--- EXTRACTED ENTRIES ---

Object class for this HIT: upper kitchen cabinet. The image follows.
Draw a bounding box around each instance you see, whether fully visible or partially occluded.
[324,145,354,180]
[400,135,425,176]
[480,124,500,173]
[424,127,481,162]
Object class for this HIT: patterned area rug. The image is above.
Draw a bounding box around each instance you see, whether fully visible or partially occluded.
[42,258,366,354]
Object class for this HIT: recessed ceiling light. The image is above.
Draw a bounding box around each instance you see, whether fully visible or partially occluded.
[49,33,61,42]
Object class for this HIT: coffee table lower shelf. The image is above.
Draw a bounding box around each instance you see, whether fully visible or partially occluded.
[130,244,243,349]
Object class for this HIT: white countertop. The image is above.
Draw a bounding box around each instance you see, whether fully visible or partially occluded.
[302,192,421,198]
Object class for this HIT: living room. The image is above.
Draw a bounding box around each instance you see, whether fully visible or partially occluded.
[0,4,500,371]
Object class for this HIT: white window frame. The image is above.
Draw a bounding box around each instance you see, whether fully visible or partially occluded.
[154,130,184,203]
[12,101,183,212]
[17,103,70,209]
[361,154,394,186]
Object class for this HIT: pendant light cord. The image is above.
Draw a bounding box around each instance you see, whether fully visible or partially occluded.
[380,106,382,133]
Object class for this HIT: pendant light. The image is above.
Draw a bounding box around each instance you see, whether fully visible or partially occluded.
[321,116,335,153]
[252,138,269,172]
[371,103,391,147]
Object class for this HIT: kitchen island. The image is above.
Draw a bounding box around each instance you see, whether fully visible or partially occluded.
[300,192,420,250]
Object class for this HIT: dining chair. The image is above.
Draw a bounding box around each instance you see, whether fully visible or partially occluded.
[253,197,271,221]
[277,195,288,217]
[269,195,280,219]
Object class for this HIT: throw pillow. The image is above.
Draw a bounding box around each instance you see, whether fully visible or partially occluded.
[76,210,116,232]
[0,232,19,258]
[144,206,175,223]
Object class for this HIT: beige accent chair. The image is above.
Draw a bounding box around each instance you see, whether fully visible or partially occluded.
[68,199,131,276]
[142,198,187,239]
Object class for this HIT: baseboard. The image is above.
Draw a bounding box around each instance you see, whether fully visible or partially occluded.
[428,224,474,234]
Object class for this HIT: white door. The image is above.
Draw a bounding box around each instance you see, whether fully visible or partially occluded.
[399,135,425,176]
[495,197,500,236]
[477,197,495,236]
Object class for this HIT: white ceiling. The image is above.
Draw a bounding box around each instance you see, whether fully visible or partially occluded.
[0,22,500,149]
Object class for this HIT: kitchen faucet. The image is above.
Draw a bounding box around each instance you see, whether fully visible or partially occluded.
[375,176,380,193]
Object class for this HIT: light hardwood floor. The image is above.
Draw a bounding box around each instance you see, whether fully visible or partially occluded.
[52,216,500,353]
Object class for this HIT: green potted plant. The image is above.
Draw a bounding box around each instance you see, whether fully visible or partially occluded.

---

# DESCRIPTION OF THE TASK:
Reproduce all of the data above word for word, line by line, with nothing changed or left out.

# RIGHT ANSWER:
Object class for this HIT: upper kitchen cabinet. The image follows.
Draw a bounding box around each instance you see, whether fully visible or partially occluded.
[324,145,354,180]
[400,135,425,176]
[480,124,500,173]
[424,127,481,162]
Object class for this HIT: patterned area rug. The image is above.
Draw a bounding box around each instance you see, whether fully visible or partially occluded.
[42,258,366,354]
Object class for this HIT: recessed ceiling light. The image is above.
Draw a bounding box around each instance you see, whether fully visible or partially occluded.
[49,33,61,42]
Object class for this HIT: coffee table lower shelf. The image is above.
Draw a bounding box around each instance you see, whether fully visible or partially occluded.
[130,244,243,349]
Object class for this HIT: white countertop. The image is above.
Draw a bounding box around each instance you see, whether fully visible or partially occluded.
[302,192,421,198]
Object class for this HIT: living room. The image is above.
Draw a bounding box around each instance you see, whether fully visible or partially occluded.
[0,4,500,371]
Object class for this HIT: white window frame. The image is above.
Draw a bounding box around each instance you see, whether fully visible or partially occluded.
[154,130,184,203]
[12,101,183,212]
[17,103,70,209]
[361,154,394,186]
Object class for this HIT: pendant light cord. The image is above.
Draw a bounding box around each instance you see, whether fully visible or partially occluded.
[380,106,382,133]
Object class for this HIT: pendant light. The image is above.
Draw a bounding box around each instance you see, whether fully visible or partially occluded.
[321,116,335,153]
[252,138,269,172]
[371,103,391,147]
Object class for this HIT: kitchen island. The image is above.
Draw a bounding box around each instance you see, whether fully visible or partially occluded.
[300,192,420,250]
Object class for this HIT: dining chair. The image is above.
Draw a bounding box around each instance you see, whether fully visible or partially occluded.
[253,197,271,221]
[277,195,288,217]
[269,195,280,219]
Object class for this HIT: throw pillow. The image is above.
Draw a bounding box around each instance you see, whether fully visible or partially occluded.
[76,210,116,232]
[0,232,19,258]
[144,206,175,223]
Object class for this HIT: beige accent chair. The image is above.
Draw a bounding box around each instance you see, whether fully visible or partially occluded.
[68,199,131,276]
[142,198,187,239]
Object class for this HIT: baseboard. The image is above.
Draw a bounding box around each instance you see, whether fully visible or partially occluded.
[428,224,474,234]
Object class for this HIT: white door. The image is above.
Draw a bounding box around each instance you see, whether fully visible or partially occluded.
[399,135,425,176]
[495,197,500,236]
[477,197,495,236]
Object class for this HIT: white ceiling. The image is above.
Draw a bounding box around each instance you see, whether fully visible or partially occluded.
[0,22,500,149]
Object class for this HIT: kitchen faucet. The image is above.
Draw a bounding box around each instance you see, whether fully visible or partially occluded.
[375,176,380,193]
Object class for this HIT: light hardwood floor. The image is above.
Draw a bounding box around each instance you see, whether fully visible or partially occluded.
[52,216,500,353]
Object class for this HIT: green potted plant. The image is above.
Draw a bounding box around each instance you see, whether fully visible or partially occluded.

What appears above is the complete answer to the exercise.